AIM
Every line from the one that contains "Target: navy blue suit" to the last line of the listing below should be quoted verbatim. Pictures are excluded.

Records from a point labeling set
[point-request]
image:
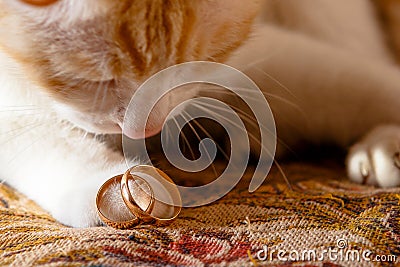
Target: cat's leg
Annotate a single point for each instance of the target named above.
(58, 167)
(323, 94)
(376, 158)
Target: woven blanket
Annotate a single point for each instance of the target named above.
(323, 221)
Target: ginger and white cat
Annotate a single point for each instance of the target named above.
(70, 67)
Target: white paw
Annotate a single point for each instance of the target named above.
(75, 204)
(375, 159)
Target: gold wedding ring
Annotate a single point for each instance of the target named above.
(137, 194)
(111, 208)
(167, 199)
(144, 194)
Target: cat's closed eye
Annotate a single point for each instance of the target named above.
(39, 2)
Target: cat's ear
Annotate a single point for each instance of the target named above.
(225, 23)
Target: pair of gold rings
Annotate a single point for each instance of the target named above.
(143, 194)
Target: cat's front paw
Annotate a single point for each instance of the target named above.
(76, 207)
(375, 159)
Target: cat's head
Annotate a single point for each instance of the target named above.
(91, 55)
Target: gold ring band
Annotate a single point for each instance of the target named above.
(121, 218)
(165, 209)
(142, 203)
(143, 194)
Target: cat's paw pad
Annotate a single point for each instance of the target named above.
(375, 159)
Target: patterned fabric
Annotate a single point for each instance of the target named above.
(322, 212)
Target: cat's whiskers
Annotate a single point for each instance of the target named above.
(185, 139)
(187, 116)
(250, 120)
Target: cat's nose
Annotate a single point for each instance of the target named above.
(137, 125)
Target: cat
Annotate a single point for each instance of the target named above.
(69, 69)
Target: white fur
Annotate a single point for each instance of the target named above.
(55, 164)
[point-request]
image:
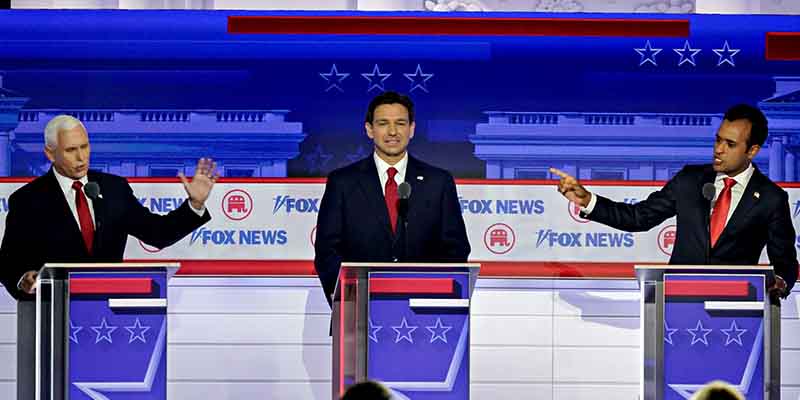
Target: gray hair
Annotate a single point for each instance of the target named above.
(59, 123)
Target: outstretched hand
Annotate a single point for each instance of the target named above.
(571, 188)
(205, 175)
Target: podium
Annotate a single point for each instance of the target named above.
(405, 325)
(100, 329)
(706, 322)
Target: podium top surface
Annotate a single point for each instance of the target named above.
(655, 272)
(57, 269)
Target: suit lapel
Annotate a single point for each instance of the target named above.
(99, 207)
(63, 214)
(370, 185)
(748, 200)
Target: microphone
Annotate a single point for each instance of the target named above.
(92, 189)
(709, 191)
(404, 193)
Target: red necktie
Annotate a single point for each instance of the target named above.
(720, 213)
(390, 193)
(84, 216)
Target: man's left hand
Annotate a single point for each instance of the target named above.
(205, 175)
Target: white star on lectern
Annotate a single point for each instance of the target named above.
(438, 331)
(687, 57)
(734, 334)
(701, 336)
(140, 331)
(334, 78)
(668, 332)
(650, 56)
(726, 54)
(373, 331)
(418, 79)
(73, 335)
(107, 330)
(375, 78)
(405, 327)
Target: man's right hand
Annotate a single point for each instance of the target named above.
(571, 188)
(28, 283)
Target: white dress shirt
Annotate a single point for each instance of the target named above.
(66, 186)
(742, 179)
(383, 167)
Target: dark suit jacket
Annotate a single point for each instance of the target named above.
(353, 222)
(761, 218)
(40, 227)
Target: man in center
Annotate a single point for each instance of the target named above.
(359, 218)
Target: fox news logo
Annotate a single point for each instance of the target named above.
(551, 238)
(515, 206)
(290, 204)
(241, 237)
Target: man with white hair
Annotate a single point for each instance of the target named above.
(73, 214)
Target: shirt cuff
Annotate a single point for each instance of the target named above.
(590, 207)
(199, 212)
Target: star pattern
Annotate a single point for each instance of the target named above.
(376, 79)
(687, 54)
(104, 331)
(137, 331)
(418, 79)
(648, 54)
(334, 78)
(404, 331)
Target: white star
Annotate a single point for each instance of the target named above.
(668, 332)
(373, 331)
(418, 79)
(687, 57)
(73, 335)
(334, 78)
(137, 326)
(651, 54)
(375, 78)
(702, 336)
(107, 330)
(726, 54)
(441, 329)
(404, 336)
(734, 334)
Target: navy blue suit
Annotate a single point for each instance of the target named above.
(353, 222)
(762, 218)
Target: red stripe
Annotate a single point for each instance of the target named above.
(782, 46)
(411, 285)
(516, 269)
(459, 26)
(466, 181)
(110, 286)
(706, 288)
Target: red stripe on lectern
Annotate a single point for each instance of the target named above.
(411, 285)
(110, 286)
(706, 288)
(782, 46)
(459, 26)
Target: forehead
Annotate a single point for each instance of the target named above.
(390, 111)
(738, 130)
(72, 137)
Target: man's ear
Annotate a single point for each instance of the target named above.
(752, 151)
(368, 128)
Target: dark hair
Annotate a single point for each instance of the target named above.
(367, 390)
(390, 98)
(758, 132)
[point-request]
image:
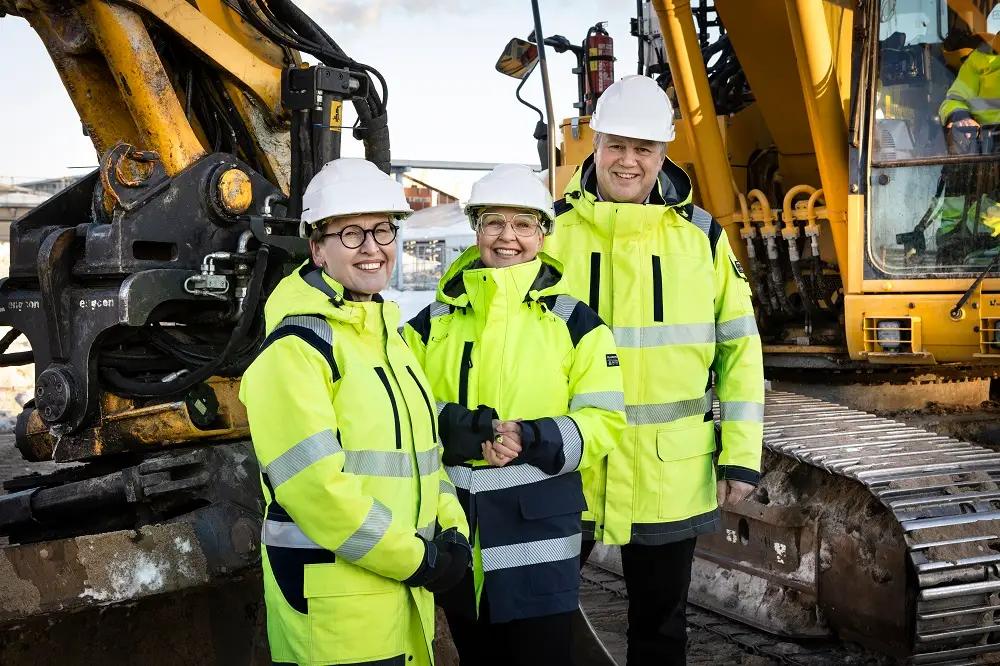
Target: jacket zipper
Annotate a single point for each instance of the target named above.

REPLY
Target: navy blue suit
Annotate a single point for each instance of the target named above.
(353, 222)
(762, 218)
Target: red stripe
Annotate a single point for each instance of the target named above.
(782, 46)
(411, 285)
(516, 269)
(459, 26)
(466, 181)
(110, 286)
(706, 288)
Target: red stripe on lectern
Annotate a single point for each instance of the target named above.
(411, 285)
(110, 286)
(706, 288)
(782, 46)
(459, 26)
Target: forehead
Annotate a single point for each instance of the target named above.
(390, 111)
(738, 130)
(72, 137)
Target: man's ear
Annotate a single point for each instance of the target named above.
(752, 151)
(368, 128)
Target: dark hair
Annotate a single point for each instance of the target named above.
(367, 390)
(390, 98)
(758, 132)
[point-request]
image:
Target: jacket zipper
Annotate a single point for each instance of the target named above.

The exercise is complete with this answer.